## [Exercise]
Rewrite the lines below as a numbered list, omitting any blank lines.

------ Given data ------

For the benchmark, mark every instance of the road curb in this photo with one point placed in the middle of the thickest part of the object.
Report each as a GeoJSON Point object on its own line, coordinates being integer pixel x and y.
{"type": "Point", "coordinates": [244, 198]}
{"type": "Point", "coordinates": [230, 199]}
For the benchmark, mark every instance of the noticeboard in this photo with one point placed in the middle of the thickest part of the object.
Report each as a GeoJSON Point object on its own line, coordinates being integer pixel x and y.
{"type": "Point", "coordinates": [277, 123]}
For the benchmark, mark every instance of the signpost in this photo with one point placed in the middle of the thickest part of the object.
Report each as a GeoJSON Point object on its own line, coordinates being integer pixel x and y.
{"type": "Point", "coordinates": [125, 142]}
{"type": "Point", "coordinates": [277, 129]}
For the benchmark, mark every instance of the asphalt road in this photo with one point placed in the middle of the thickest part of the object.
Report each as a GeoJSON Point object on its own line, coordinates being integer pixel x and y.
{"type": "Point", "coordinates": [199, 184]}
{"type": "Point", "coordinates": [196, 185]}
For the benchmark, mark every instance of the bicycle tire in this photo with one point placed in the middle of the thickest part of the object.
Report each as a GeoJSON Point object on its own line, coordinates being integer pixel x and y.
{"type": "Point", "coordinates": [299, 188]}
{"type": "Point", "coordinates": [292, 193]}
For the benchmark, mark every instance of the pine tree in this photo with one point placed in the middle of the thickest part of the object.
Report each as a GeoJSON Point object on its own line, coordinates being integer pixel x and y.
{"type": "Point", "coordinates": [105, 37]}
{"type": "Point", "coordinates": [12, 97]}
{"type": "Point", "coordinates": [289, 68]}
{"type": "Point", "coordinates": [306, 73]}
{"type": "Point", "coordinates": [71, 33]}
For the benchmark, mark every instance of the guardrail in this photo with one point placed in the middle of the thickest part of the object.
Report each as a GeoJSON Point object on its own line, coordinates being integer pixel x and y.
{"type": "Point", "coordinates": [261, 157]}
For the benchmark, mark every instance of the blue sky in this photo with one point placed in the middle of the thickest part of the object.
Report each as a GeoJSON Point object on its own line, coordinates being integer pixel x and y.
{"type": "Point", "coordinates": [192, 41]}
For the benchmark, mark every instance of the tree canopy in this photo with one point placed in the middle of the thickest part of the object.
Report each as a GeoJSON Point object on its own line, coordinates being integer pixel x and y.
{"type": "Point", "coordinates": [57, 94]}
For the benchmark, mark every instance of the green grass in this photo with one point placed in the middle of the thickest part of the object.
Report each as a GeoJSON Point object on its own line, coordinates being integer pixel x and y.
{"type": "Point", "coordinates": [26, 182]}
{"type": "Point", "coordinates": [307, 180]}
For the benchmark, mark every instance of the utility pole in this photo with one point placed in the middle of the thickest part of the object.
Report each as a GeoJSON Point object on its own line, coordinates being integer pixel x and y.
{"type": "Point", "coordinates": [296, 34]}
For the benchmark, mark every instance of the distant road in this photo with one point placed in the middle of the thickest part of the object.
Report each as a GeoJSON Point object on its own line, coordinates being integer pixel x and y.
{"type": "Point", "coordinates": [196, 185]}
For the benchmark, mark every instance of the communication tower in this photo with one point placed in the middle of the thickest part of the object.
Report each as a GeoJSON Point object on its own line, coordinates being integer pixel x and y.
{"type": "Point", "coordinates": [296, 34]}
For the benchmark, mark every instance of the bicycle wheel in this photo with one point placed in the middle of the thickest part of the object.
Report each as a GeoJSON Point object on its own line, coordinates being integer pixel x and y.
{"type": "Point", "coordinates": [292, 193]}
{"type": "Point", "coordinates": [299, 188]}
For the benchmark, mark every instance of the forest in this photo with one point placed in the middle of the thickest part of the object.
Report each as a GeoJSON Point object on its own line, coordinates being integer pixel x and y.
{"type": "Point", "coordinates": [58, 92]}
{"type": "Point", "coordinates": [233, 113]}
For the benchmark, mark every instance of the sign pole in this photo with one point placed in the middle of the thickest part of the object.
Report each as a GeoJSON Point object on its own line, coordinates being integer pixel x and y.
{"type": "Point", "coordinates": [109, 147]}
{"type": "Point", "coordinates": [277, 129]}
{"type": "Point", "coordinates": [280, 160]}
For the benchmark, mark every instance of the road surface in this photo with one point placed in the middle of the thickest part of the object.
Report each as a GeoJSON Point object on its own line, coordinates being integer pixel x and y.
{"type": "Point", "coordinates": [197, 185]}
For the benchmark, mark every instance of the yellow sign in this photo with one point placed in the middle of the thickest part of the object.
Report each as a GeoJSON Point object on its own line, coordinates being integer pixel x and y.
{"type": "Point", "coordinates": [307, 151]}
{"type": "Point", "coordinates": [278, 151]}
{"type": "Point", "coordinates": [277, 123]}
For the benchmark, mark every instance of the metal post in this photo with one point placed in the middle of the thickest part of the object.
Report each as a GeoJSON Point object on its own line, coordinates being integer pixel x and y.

------

## [Solution for this task]
1. For the benchmark, mark every instance of the road curb in this photo with one point placed in the middle of the thickest part of the object.
2. Report each as a GeoJSON Point object on its own line, coordinates being integer pixel x and y.
3. {"type": "Point", "coordinates": [244, 198]}
4. {"type": "Point", "coordinates": [230, 199]}
5. For the benchmark, mark every instance of the noticeboard in this photo with one point placed in the middle of the thickest part of the object.
6. Report each as a GeoJSON Point object on its own line, coordinates being integer pixel x and y.
7. {"type": "Point", "coordinates": [277, 123]}
8. For the benchmark, mark every instance of the signpost in this photo with one point placed in the middle of the thickest part of the object.
9. Report each as a GeoJSON Point object on its own line, coordinates being integer pixel x and y.
10. {"type": "Point", "coordinates": [125, 142]}
11. {"type": "Point", "coordinates": [277, 129]}
12. For the benchmark, mark every instance of the asphalt road in this photo with one point placed in the middle of the thickest part of the object.
13. Report each as a GeoJSON Point object on its own line, coordinates being integer pixel x and y.
14. {"type": "Point", "coordinates": [199, 184]}
15. {"type": "Point", "coordinates": [196, 185]}
16. For the benchmark, mark every instance of the bicycle tire in this photo with one point placed in the middle of the thickest part of the object.
17. Report each as a GeoJSON Point object on its own line, coordinates being integer pixel x and y.
18. {"type": "Point", "coordinates": [299, 188]}
19. {"type": "Point", "coordinates": [292, 193]}
20. For the benchmark, mark every instance of the pine tree in this photo with one point placed in the middle of the thickest part of the object.
21. Report each as a GeoJSON Point object on its own line, coordinates being integer pixel x and y.
22. {"type": "Point", "coordinates": [105, 37]}
23. {"type": "Point", "coordinates": [12, 97]}
24. {"type": "Point", "coordinates": [289, 68]}
25. {"type": "Point", "coordinates": [306, 73]}
26. {"type": "Point", "coordinates": [71, 33]}
27. For the benchmark, mark every instance of the guardrail in this photo with one point placed in the middle of the thickest part of the object.
28. Report each as a GeoJSON Point object on its own line, coordinates being integer pixel x and y.
29. {"type": "Point", "coordinates": [261, 157]}
30. For the benchmark, mark every instance of the blue sky in this photo with one point placed in the middle of the thickest part of the object.
31. Report each as a GeoJSON Point object on its own line, coordinates being integer pixel x and y.
32. {"type": "Point", "coordinates": [192, 41]}
33. For the benchmark, mark every instance of the tree canopy in this photo with one point placed in the middle of the thickest part of the object.
34. Report each as a GeoJSON Point object on its own line, coordinates being integer pixel x and y.
35. {"type": "Point", "coordinates": [57, 94]}
36. For the benchmark, mark every instance of the green grass in this photo with one point placed in the middle of the thickest part of the object.
37. Report each as a GeoJSON Point object on its own line, coordinates being integer pixel x and y.
38. {"type": "Point", "coordinates": [26, 182]}
39. {"type": "Point", "coordinates": [307, 180]}
40. For the benchmark, mark every instance of the utility pole in this photo with one point placed in the middle of the thickest part of the object.
41. Report each as a GeoJSON Point object on its own line, coordinates being integer pixel x and y.
42. {"type": "Point", "coordinates": [296, 34]}
43. For the benchmark, mark every instance of the distant road in this photo with one point placed in the middle of the thickest part of the object.
44. Report each as a GeoJSON Point object on its own line, coordinates being integer pixel x and y.
45. {"type": "Point", "coordinates": [196, 185]}
46. For the benchmark, mark every instance of the communication tower in this photo with one point placed in the middle of the thickest part of the object.
47. Report each as a GeoJSON Point object on its own line, coordinates being integer pixel x and y.
48. {"type": "Point", "coordinates": [296, 34]}
49. For the benchmark, mark every instance of the bicycle wheel in this photo with one point placed in the middle of the thickest part of the object.
50. Report each as a GeoJSON Point object on its own line, coordinates being integer pixel x and y.
51. {"type": "Point", "coordinates": [292, 193]}
52. {"type": "Point", "coordinates": [299, 188]}
53. For the benchmark, mark every instance of the forest in this photo with one point placed in the middle of the thickest part of the object.
54. Report each as a GeoJSON Point object on its own line, coordinates being integer pixel x and y.
55. {"type": "Point", "coordinates": [58, 92]}
56. {"type": "Point", "coordinates": [233, 113]}
57. For the benchmark, mark every instance of the sign pole in this photo with one point placed in the middle of the thickest part of the object.
58. Report each as a GeoJSON Point object on its own line, coordinates being integer pixel x and y.
59. {"type": "Point", "coordinates": [109, 147]}
60. {"type": "Point", "coordinates": [277, 129]}
61. {"type": "Point", "coordinates": [280, 160]}
62. For the benchmark, mark every instance of the road surface in this photo with one point placed in the middle of the thickest part of the object.
63. Report each as a GeoJSON Point object on its own line, coordinates being integer pixel x and y.
64. {"type": "Point", "coordinates": [197, 185]}
65. For the benchmark, mark every instance of the yellow sign in this photo with one point placed in the middle of the thickest part of the object.
66. Report each as a GeoJSON Point object on its own line, coordinates being integer pixel x and y.
67. {"type": "Point", "coordinates": [307, 151]}
68. {"type": "Point", "coordinates": [278, 151]}
69. {"type": "Point", "coordinates": [277, 123]}
70. For the benchmark, mark every instance of the metal post in this photo with one point placed in the middle of the thickest part of the object.
71. Report each as a GeoJSON Point object on its own line, coordinates being integer pixel x and y.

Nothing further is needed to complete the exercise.